• [PROBLEM STATEMENT] Convert each line of the records below into a JSON list of strings, one string per line, and omit any blank lines.
begin
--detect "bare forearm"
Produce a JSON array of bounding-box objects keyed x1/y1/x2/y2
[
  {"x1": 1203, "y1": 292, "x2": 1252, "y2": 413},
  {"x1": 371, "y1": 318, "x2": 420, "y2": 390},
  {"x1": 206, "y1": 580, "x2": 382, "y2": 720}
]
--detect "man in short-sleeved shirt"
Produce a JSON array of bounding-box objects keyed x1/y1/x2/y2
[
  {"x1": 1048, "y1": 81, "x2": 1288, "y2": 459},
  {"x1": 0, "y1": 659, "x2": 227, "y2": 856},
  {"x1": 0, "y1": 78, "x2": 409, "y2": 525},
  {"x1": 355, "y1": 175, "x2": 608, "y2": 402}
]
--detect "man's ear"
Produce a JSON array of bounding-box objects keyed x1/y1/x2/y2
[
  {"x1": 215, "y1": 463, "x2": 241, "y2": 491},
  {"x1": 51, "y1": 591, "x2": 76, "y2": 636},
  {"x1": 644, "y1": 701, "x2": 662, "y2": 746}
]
end
• [SOLUTION FOR THIS TASK]
[
  "--detect \"bare forearm\"",
  "Produce a JSON array of bounding-box objects keyed x1/y1/x2/y2",
  "[",
  "  {\"x1\": 1203, \"y1\": 292, \"x2\": 1252, \"y2\": 413},",
  "  {\"x1\": 371, \"y1\": 318, \"x2\": 420, \"y2\": 390},",
  "  {\"x1\": 206, \"y1\": 580, \"x2\": 382, \"y2\": 720}",
  "]",
  "--detect \"man in short-sleeved shirt\"",
  "Produce a JSON array of bounding-box objects keyed x1/y1/x2/y2",
  "[",
  "  {\"x1\": 1048, \"y1\": 81, \"x2\": 1288, \"y2\": 459},",
  "  {\"x1\": 0, \"y1\": 659, \"x2\": 227, \"y2\": 856},",
  "  {\"x1\": 0, \"y1\": 78, \"x2\": 409, \"y2\": 525},",
  "  {\"x1\": 355, \"y1\": 175, \"x2\": 608, \"y2\": 402}",
  "]",
  "--detect \"man's ear\"",
  "Produce a JSON array of bounding-box objects keyed x1/y1/x2/y2",
  "[",
  "  {\"x1\": 215, \"y1\": 463, \"x2\": 241, \"y2\": 491},",
  "  {\"x1\": 51, \"y1\": 591, \"x2\": 76, \"y2\": 636},",
  "  {\"x1\": 644, \"y1\": 701, \"x2\": 662, \"y2\": 746}",
  "]"
]